> _Passage provided_
** Begin **

CHARLES JOHN HOFFMAN DICKENS was born at Landport, near Portsmouth, on the 7th of February, 1812, and was baptized, as the register shows, on the 8th of May following. His father, the late Mr. Dickens, was a comedian, who had held in the earlier portion of his life a post in the Navy Pay Department, the duties of which office required his residence in different stations at Plymouth, Portsmouth, Sheerness, Chatham, etc. During the war with France, the father of our popular novelist became thus the witness of much stirring life, and was fond of describing the strange scenes and characters with which and whom he had become acquainted. Mr. Dickens from his birth, therefore, found himself enveloped in an atmosphere of mingled humour, jollity, and tragedy, which have, through the force of his genius,-the very product, probably, of these surroundings,-incorporated themselves with our popular literature.

At the close of the war Mr. Dickens, senior, retired from this branch of the public service, and received a pension. He subsequently took up his residence in London, and became a parliamentary reporter.

** End **

> _Given records_
** Begin **

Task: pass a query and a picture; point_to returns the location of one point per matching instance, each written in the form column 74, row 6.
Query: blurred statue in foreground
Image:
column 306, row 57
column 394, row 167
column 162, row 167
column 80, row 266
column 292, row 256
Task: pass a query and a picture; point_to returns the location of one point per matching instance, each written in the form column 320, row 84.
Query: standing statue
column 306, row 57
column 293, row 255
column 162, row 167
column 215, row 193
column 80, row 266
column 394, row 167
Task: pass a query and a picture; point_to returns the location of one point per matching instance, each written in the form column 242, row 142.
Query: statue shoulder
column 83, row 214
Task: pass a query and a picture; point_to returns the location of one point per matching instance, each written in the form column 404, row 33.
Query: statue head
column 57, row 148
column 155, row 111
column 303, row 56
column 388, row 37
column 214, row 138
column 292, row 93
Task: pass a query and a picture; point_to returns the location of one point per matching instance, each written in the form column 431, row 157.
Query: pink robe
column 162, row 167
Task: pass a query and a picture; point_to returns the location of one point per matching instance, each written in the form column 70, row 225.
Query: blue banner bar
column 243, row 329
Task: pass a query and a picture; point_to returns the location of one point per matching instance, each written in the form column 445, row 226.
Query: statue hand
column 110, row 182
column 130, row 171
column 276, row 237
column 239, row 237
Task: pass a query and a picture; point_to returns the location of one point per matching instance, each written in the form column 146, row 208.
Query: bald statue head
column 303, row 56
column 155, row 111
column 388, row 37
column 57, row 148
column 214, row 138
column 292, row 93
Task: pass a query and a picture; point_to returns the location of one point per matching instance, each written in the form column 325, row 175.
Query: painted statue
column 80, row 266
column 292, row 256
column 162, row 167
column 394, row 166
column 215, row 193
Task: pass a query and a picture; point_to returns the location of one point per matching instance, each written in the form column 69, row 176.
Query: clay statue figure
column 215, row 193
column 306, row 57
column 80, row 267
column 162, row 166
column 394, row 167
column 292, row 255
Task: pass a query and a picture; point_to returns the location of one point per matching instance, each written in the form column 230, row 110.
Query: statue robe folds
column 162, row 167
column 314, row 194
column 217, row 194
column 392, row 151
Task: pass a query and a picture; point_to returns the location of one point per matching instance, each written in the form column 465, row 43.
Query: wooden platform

** End **

Copy the passage on Dickens's early life above word for word, starting with "At the close" and going on through "a parliamentary reporter.".

> _Task output_
At the close of the war Mr. Dickens, senior, retired from this branch of the public service, and received a pension. He subsequently took up his residence in London, and became a parliamentary reporter.